+++ MATERIAL PROVIDED

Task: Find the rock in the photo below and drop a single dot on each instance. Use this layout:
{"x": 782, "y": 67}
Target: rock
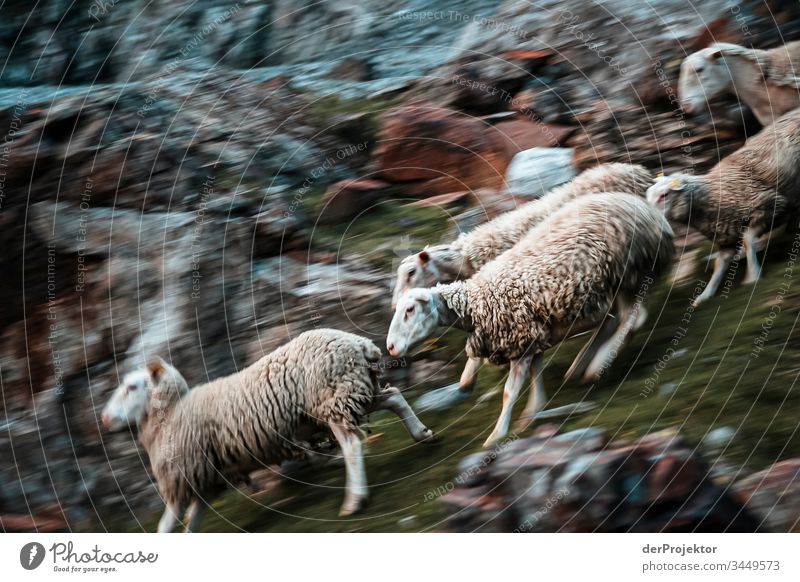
{"x": 773, "y": 495}
{"x": 345, "y": 200}
{"x": 719, "y": 439}
{"x": 526, "y": 133}
{"x": 579, "y": 482}
{"x": 534, "y": 172}
{"x": 441, "y": 398}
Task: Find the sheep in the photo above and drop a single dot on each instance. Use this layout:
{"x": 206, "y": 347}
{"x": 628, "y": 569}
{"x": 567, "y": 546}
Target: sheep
{"x": 744, "y": 197}
{"x": 199, "y": 441}
{"x": 596, "y": 256}
{"x": 763, "y": 79}
{"x": 471, "y": 251}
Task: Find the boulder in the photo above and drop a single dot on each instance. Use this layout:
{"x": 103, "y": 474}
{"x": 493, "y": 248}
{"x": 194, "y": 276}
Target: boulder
{"x": 534, "y": 172}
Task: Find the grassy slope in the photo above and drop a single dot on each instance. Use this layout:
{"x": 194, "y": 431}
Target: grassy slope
{"x": 716, "y": 382}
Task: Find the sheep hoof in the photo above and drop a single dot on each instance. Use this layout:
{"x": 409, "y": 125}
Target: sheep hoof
{"x": 522, "y": 424}
{"x": 441, "y": 398}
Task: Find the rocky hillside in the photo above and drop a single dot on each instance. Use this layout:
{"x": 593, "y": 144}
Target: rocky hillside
{"x": 206, "y": 179}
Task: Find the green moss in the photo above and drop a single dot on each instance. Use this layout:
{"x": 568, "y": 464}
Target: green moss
{"x": 383, "y": 234}
{"x": 716, "y": 377}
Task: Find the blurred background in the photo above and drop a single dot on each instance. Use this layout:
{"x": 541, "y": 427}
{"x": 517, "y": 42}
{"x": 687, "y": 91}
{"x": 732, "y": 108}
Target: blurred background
{"x": 206, "y": 179}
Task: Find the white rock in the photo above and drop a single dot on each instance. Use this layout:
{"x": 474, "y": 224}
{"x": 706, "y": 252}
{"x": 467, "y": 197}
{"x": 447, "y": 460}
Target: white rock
{"x": 534, "y": 172}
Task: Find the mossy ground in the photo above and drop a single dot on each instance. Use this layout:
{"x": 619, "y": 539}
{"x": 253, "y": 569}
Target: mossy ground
{"x": 713, "y": 379}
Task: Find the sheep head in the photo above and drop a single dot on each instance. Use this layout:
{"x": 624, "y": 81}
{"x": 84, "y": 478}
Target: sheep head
{"x": 704, "y": 75}
{"x": 415, "y": 319}
{"x": 672, "y": 195}
{"x": 155, "y": 385}
{"x": 437, "y": 264}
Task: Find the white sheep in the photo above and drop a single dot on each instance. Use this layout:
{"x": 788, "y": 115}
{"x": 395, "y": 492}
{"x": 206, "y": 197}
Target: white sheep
{"x": 597, "y": 256}
{"x": 470, "y": 251}
{"x": 203, "y": 440}
{"x": 766, "y": 80}
{"x": 741, "y": 199}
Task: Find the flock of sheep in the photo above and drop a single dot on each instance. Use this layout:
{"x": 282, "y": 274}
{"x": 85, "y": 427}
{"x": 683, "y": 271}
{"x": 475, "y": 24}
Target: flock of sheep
{"x": 580, "y": 258}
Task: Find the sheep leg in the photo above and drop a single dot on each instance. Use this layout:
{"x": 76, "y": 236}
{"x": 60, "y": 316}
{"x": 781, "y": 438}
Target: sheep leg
{"x": 628, "y": 317}
{"x": 467, "y": 380}
{"x": 356, "y": 477}
{"x": 721, "y": 264}
{"x": 516, "y": 378}
{"x": 393, "y": 401}
{"x": 587, "y": 353}
{"x": 536, "y": 398}
{"x": 750, "y": 243}
{"x": 194, "y": 515}
{"x": 167, "y": 522}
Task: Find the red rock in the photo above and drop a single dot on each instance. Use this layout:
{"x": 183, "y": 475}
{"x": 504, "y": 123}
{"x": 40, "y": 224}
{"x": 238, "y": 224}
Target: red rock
{"x": 673, "y": 478}
{"x": 774, "y": 496}
{"x": 425, "y": 142}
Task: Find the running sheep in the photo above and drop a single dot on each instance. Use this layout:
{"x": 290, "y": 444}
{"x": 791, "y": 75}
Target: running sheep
{"x": 766, "y": 80}
{"x": 202, "y": 440}
{"x": 744, "y": 197}
{"x": 470, "y": 251}
{"x": 594, "y": 258}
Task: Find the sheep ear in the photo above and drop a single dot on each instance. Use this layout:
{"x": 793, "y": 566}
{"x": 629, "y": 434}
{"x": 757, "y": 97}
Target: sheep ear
{"x": 156, "y": 368}
{"x": 676, "y": 185}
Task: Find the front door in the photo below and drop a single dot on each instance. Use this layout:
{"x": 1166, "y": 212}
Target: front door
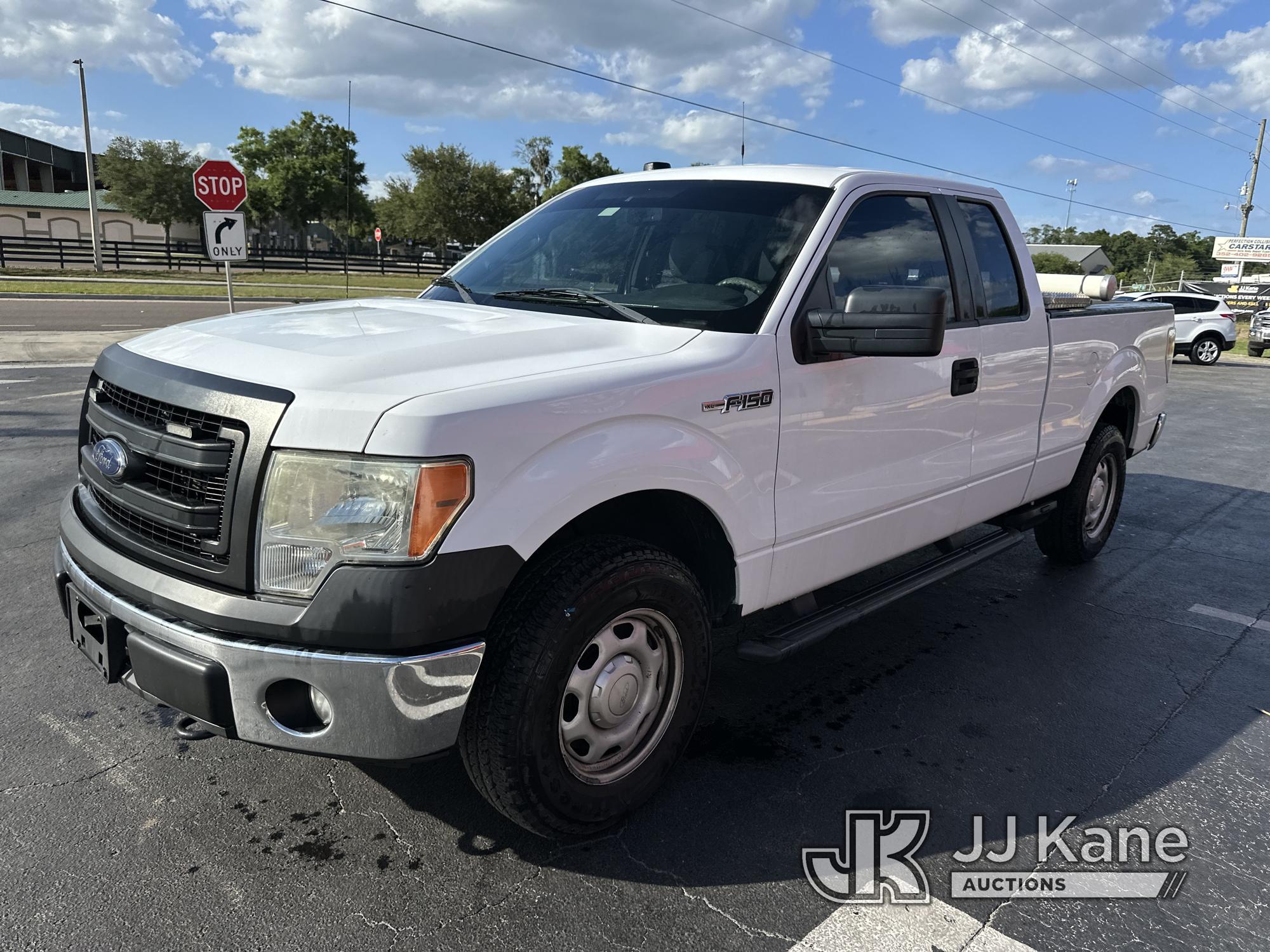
{"x": 874, "y": 451}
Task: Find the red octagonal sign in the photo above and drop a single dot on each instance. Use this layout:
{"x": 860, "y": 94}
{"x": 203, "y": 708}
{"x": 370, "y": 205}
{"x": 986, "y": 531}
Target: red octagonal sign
{"x": 220, "y": 186}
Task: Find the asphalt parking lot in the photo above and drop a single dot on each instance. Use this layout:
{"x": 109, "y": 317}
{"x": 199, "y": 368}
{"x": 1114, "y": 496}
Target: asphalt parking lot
{"x": 1132, "y": 690}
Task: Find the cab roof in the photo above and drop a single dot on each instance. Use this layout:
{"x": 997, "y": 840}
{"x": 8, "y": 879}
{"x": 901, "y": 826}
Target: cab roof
{"x": 822, "y": 176}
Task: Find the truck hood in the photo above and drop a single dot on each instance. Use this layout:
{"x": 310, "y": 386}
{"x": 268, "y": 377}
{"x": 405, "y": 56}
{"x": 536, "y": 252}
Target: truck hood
{"x": 349, "y": 362}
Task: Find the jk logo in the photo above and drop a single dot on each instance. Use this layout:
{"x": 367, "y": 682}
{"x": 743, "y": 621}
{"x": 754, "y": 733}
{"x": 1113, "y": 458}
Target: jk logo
{"x": 877, "y": 864}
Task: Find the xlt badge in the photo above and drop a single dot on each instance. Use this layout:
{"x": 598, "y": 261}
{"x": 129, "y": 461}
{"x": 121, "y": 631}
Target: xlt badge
{"x": 739, "y": 402}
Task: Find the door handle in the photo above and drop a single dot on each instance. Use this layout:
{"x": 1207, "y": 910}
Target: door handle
{"x": 966, "y": 376}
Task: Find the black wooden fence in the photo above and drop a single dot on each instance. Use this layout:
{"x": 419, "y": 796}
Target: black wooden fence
{"x": 189, "y": 256}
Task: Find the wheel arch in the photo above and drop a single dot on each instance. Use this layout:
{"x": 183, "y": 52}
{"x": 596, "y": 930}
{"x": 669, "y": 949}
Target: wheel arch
{"x": 669, "y": 520}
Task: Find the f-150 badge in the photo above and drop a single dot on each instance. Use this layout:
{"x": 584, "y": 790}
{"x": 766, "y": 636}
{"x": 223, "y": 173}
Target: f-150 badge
{"x": 739, "y": 402}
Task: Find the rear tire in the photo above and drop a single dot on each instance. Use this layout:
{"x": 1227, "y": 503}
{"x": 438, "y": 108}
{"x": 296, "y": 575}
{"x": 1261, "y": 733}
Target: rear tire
{"x": 1207, "y": 351}
{"x": 595, "y": 673}
{"x": 1089, "y": 507}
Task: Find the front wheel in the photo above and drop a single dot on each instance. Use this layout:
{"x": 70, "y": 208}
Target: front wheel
{"x": 595, "y": 675}
{"x": 1088, "y": 508}
{"x": 1206, "y": 352}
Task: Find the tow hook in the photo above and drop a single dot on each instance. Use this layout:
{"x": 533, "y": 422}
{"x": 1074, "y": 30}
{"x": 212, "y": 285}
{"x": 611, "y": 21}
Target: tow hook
{"x": 191, "y": 729}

++++++

§ **REQUIREMENTS**:
Restate the records above in full, word for word. Keep pictures out.

§ **EXPECTED OUTPUT**:
Task: Find the rock in the photo below and drop a single dot on each instance. Use this layout:
{"x": 782, "y": 67}
Target: rock
{"x": 773, "y": 495}
{"x": 345, "y": 200}
{"x": 719, "y": 439}
{"x": 526, "y": 133}
{"x": 579, "y": 482}
{"x": 534, "y": 172}
{"x": 441, "y": 398}
Task: Find the sheep in the photo above and drop a single dot on each instance. Use this layout:
{"x": 206, "y": 347}
{"x": 628, "y": 569}
{"x": 567, "y": 546}
Target: sheep
{"x": 744, "y": 197}
{"x": 199, "y": 441}
{"x": 596, "y": 256}
{"x": 763, "y": 79}
{"x": 471, "y": 251}
Task: Find the boulder in the photo above and drop a single dot on each instance. Use this layout:
{"x": 103, "y": 474}
{"x": 493, "y": 248}
{"x": 194, "y": 276}
Target: boulder
{"x": 534, "y": 172}
Task: Find the grassy slope in the photo above and drop a single dot on each instance. Use this layout:
{"x": 194, "y": 431}
Target: grassy slope
{"x": 716, "y": 382}
Task: Find the sheep hoof in the photo above and drop a single dot on each instance. Use this layout:
{"x": 409, "y": 125}
Target: sheep hoof
{"x": 522, "y": 424}
{"x": 441, "y": 398}
Task: Find the rocky hillside in the photo above and drop a single dot on each instance. Use this layout:
{"x": 593, "y": 144}
Target: rocky hillside
{"x": 206, "y": 179}
Task: Find the green moss in the photo above and drop a single dot on each instance. Use this layout:
{"x": 568, "y": 464}
Target: green moss
{"x": 383, "y": 234}
{"x": 716, "y": 377}
Task: Find the blurred background in the photo above and drop a single dot on each instance. Use this layout:
{"x": 541, "y": 427}
{"x": 517, "y": 42}
{"x": 687, "y": 91}
{"x": 732, "y": 108}
Target: blurred background
{"x": 206, "y": 179}
Task: Find the white rock in the photo above and drop a single dot on each instance. Use this layout:
{"x": 474, "y": 224}
{"x": 706, "y": 252}
{"x": 467, "y": 197}
{"x": 447, "y": 460}
Target: white rock
{"x": 534, "y": 172}
Task: Find the mossy ground in the photo above and drop a single dot on each instance. Use this layout:
{"x": 619, "y": 539}
{"x": 253, "y": 569}
Target: mossy ground
{"x": 713, "y": 379}
Task: Find the sheep head in the photo above and drop a single dot on each instance. Use this layout:
{"x": 624, "y": 81}
{"x": 84, "y": 478}
Target: sheep head
{"x": 704, "y": 75}
{"x": 415, "y": 319}
{"x": 672, "y": 195}
{"x": 155, "y": 385}
{"x": 437, "y": 264}
Task: Find the white sheep in the photo above and drop a single dot on each instance. Use this layout:
{"x": 788, "y": 115}
{"x": 395, "y": 492}
{"x": 206, "y": 197}
Target: white sheep
{"x": 597, "y": 256}
{"x": 470, "y": 251}
{"x": 203, "y": 440}
{"x": 766, "y": 80}
{"x": 741, "y": 199}
Task: Find the flock of sheep in the photo above and drop a single dot on each instance. Use this layout:
{"x": 282, "y": 274}
{"x": 85, "y": 427}
{"x": 683, "y": 271}
{"x": 475, "y": 24}
Target: flock of sheep
{"x": 580, "y": 258}
Task: Find the sheep leg in the photo above and drop a single dot on each instance. Use this layout:
{"x": 76, "y": 236}
{"x": 60, "y": 316}
{"x": 781, "y": 438}
Target: sheep leg
{"x": 628, "y": 317}
{"x": 467, "y": 380}
{"x": 356, "y": 477}
{"x": 721, "y": 264}
{"x": 516, "y": 378}
{"x": 393, "y": 401}
{"x": 587, "y": 353}
{"x": 536, "y": 398}
{"x": 750, "y": 243}
{"x": 194, "y": 515}
{"x": 167, "y": 522}
Task: Find the red rock in the photo above and drop a single dot on each instance. Use this layout:
{"x": 183, "y": 475}
{"x": 504, "y": 123}
{"x": 40, "y": 224}
{"x": 238, "y": 224}
Target: red rock
{"x": 673, "y": 478}
{"x": 774, "y": 496}
{"x": 425, "y": 142}
Task: Find the running sheep in the photo above and drop a single dot on each instance. Use this layout:
{"x": 290, "y": 444}
{"x": 791, "y": 75}
Target: running sheep
{"x": 766, "y": 80}
{"x": 202, "y": 440}
{"x": 744, "y": 197}
{"x": 470, "y": 251}
{"x": 594, "y": 258}
Task: Find the sheep ear in the photo above and drop a single dot on each instance. Use this layout:
{"x": 793, "y": 566}
{"x": 629, "y": 434}
{"x": 757, "y": 97}
Target: sheep ear
{"x": 156, "y": 368}
{"x": 676, "y": 185}
Task: Find the front door in the photo below and drop a single dot on each instance. Use this layout:
{"x": 1166, "y": 212}
Target: front door
{"x": 874, "y": 451}
Task: Find the red octagonal sign in the photo above and drop a single dot on each instance. Use this layout:
{"x": 860, "y": 94}
{"x": 203, "y": 708}
{"x": 370, "y": 205}
{"x": 986, "y": 531}
Target: red octagonal sign
{"x": 220, "y": 186}
Task: Find the asphalt parking lot in the photo above and drop a single dot on each instance. Use this layout:
{"x": 109, "y": 317}
{"x": 199, "y": 368}
{"x": 1114, "y": 496}
Target: asphalt parking lot
{"x": 1132, "y": 690}
Task: Find the cab roof in the photo above and drop a single dot on each instance. Use this layout:
{"x": 997, "y": 840}
{"x": 8, "y": 879}
{"x": 901, "y": 826}
Target: cab roof
{"x": 822, "y": 176}
Task: Find the truck hood in the photo above and drop a single dot on each instance. Use this layout:
{"x": 310, "y": 386}
{"x": 268, "y": 377}
{"x": 405, "y": 56}
{"x": 536, "y": 252}
Target: truck hood
{"x": 349, "y": 362}
Task: Find the jk logo in the photo above and drop a single dot on each instance. Use this layout:
{"x": 367, "y": 682}
{"x": 743, "y": 621}
{"x": 754, "y": 733}
{"x": 1113, "y": 458}
Target: jk logo
{"x": 877, "y": 864}
Task: Find the xlt badge in the photo above and drop a single dot on each instance. Use this layout:
{"x": 598, "y": 261}
{"x": 129, "y": 461}
{"x": 121, "y": 631}
Target: xlt badge
{"x": 739, "y": 402}
Task: Find the door handle in the photo above and drop a single dot on each instance. Use this layout:
{"x": 1207, "y": 910}
Target: door handle
{"x": 966, "y": 376}
Task: Find the black wooden fence in the photo above and drop a single dot on each instance. Use this layout:
{"x": 419, "y": 796}
Target: black wooden fence
{"x": 189, "y": 256}
Task: Find the wheel arch in the photo above and drop a single dot on each instance. Use this layout:
{"x": 183, "y": 52}
{"x": 596, "y": 930}
{"x": 669, "y": 949}
Target: wheel arch
{"x": 669, "y": 520}
Task: Find the f-150 badge in the photo above and drop a single dot on each instance. Use this layout:
{"x": 584, "y": 790}
{"x": 766, "y": 636}
{"x": 223, "y": 173}
Target: f-150 badge
{"x": 739, "y": 402}
Task: Find the rear tire in the photo above and drop a single dot on each instance. Use this layout:
{"x": 1227, "y": 503}
{"x": 438, "y": 108}
{"x": 296, "y": 575}
{"x": 1261, "y": 733}
Target: rear tire
{"x": 1207, "y": 351}
{"x": 595, "y": 673}
{"x": 1089, "y": 507}
Task: Find the front wheel in the photo above and drop a single dot on each instance. Use this layout:
{"x": 70, "y": 208}
Target: front wheel
{"x": 595, "y": 675}
{"x": 1088, "y": 508}
{"x": 1206, "y": 352}
Task: Find the tow hook in the photo above and drop a single dot on each instance. Use this layout:
{"x": 533, "y": 422}
{"x": 1074, "y": 30}
{"x": 212, "y": 285}
{"x": 611, "y": 21}
Target: tow hook
{"x": 191, "y": 729}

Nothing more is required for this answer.